Provided data: Begin

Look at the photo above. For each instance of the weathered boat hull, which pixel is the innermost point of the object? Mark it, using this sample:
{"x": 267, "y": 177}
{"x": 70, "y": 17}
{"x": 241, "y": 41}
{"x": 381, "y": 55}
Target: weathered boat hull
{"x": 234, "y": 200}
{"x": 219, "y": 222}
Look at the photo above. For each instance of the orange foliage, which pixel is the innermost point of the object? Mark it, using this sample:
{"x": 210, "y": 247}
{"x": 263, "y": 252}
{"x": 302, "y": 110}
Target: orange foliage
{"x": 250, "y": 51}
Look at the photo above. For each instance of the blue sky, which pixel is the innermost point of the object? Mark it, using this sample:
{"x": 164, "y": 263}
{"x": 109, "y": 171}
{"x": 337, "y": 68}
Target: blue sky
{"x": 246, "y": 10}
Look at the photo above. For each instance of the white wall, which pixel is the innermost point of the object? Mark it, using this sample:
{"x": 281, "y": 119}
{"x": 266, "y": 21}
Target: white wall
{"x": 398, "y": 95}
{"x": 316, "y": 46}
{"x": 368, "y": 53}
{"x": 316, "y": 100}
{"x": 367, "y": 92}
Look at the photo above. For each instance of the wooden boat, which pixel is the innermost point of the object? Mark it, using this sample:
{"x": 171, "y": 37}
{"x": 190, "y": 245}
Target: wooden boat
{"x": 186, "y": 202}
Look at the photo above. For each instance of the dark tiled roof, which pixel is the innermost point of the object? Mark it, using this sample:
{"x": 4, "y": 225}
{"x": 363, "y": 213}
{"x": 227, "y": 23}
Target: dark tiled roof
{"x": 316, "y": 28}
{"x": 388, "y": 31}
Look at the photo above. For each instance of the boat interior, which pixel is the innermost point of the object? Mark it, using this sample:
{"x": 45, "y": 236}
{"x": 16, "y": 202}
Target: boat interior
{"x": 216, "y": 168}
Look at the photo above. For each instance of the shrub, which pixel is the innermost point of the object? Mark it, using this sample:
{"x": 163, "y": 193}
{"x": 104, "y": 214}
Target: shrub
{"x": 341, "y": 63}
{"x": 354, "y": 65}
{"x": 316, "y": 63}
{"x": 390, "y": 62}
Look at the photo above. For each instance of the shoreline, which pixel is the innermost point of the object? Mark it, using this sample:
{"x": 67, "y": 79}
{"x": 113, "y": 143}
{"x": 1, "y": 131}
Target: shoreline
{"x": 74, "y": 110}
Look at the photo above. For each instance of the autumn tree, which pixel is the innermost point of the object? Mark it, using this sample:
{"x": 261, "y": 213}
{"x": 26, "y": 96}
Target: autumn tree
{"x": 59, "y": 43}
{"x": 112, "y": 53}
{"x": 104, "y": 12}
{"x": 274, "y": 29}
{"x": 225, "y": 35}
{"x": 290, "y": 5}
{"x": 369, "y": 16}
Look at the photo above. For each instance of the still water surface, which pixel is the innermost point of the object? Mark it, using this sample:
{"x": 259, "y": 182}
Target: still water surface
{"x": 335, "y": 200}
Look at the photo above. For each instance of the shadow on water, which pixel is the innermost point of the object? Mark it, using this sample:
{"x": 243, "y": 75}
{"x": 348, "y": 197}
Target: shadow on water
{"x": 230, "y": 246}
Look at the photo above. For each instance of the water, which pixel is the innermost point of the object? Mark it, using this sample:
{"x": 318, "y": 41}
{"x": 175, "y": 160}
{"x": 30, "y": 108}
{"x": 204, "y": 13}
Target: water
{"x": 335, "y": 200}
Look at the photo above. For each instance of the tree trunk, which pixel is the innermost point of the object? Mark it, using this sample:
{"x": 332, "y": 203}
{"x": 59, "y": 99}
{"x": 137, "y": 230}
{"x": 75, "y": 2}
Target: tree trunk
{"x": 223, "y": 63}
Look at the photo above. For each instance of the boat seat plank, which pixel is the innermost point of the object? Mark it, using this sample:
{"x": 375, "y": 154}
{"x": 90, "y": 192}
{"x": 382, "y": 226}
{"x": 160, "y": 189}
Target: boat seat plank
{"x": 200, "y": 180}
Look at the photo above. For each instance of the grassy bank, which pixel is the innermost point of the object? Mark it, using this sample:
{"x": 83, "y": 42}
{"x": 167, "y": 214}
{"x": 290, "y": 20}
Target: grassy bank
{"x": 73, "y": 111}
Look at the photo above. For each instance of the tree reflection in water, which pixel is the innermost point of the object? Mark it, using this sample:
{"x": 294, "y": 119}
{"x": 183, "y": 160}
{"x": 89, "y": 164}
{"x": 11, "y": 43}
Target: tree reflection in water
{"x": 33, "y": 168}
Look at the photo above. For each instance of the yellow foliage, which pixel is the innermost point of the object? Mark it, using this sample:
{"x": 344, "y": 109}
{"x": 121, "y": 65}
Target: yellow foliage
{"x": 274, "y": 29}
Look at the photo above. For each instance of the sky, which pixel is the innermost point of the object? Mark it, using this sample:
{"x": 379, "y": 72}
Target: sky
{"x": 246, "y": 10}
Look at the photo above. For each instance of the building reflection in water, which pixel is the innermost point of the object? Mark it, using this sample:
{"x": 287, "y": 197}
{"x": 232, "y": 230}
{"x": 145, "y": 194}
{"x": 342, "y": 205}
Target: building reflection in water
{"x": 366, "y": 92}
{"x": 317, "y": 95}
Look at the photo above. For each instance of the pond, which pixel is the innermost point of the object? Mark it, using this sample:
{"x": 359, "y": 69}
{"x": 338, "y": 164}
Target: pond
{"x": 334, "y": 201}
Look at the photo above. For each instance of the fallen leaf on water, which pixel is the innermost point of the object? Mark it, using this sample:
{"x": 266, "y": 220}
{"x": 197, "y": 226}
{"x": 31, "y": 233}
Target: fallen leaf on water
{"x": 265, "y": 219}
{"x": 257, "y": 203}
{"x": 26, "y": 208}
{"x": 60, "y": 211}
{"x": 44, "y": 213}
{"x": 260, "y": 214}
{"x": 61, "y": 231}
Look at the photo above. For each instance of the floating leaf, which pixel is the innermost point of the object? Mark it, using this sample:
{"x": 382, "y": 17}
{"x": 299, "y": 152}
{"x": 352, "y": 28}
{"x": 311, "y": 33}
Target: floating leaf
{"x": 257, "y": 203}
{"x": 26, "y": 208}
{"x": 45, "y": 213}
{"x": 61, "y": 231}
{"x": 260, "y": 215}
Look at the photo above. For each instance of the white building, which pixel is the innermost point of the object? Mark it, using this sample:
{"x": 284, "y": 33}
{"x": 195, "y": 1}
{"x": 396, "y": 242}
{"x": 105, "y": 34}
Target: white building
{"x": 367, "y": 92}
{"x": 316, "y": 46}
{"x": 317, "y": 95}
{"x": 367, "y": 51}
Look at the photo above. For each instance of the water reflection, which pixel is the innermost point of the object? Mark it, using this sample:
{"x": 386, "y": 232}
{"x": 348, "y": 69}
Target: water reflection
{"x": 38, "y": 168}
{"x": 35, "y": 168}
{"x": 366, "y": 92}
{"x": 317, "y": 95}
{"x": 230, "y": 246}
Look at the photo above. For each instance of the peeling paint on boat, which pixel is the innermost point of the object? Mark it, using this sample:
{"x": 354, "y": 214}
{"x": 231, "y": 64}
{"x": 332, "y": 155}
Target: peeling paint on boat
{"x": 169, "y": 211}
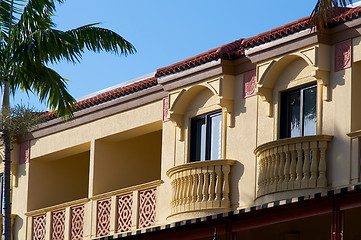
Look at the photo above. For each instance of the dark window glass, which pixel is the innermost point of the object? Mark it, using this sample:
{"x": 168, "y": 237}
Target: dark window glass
{"x": 298, "y": 112}
{"x": 206, "y": 137}
{"x": 2, "y": 193}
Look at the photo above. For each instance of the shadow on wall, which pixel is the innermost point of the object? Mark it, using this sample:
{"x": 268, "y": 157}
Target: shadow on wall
{"x": 236, "y": 174}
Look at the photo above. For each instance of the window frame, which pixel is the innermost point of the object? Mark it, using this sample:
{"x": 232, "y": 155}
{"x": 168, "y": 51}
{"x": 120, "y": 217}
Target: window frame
{"x": 194, "y": 148}
{"x": 284, "y": 117}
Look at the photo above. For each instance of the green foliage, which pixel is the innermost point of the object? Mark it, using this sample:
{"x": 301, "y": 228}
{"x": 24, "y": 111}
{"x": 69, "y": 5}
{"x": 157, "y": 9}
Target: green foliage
{"x": 19, "y": 120}
{"x": 29, "y": 41}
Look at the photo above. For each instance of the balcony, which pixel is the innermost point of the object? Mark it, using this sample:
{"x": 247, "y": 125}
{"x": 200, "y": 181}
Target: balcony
{"x": 292, "y": 164}
{"x": 105, "y": 214}
{"x": 200, "y": 186}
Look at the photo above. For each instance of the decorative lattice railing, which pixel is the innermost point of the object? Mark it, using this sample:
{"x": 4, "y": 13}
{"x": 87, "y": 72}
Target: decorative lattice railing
{"x": 200, "y": 185}
{"x": 292, "y": 163}
{"x": 114, "y": 212}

Provided data: End

#### Your instructions
Above are the entries; repeat their lines exactly, from the first through the one that contains "Look at the photo above. For each instance of the blue".

#### Response to this task
Look at the photo above. For each instance of the weathered boat hull, which pixel is the innermost point of the object? Mark it, using this sample:
{"x": 267, "y": 177}
{"x": 70, "y": 17}
{"x": 241, "y": 41}
{"x": 381, "y": 55}
Target: weathered boat hull
{"x": 234, "y": 200}
{"x": 219, "y": 222}
Look at the photo above. For each instance of the orange foliage, which pixel is the innermost point of the object? Mark it, using this sample:
{"x": 210, "y": 247}
{"x": 263, "y": 252}
{"x": 302, "y": 110}
Target: orange foliage
{"x": 250, "y": 51}
Look at the photo above. For each instance of the blue sky, which pixel is the innermost point of the object? Mark it, using this sample:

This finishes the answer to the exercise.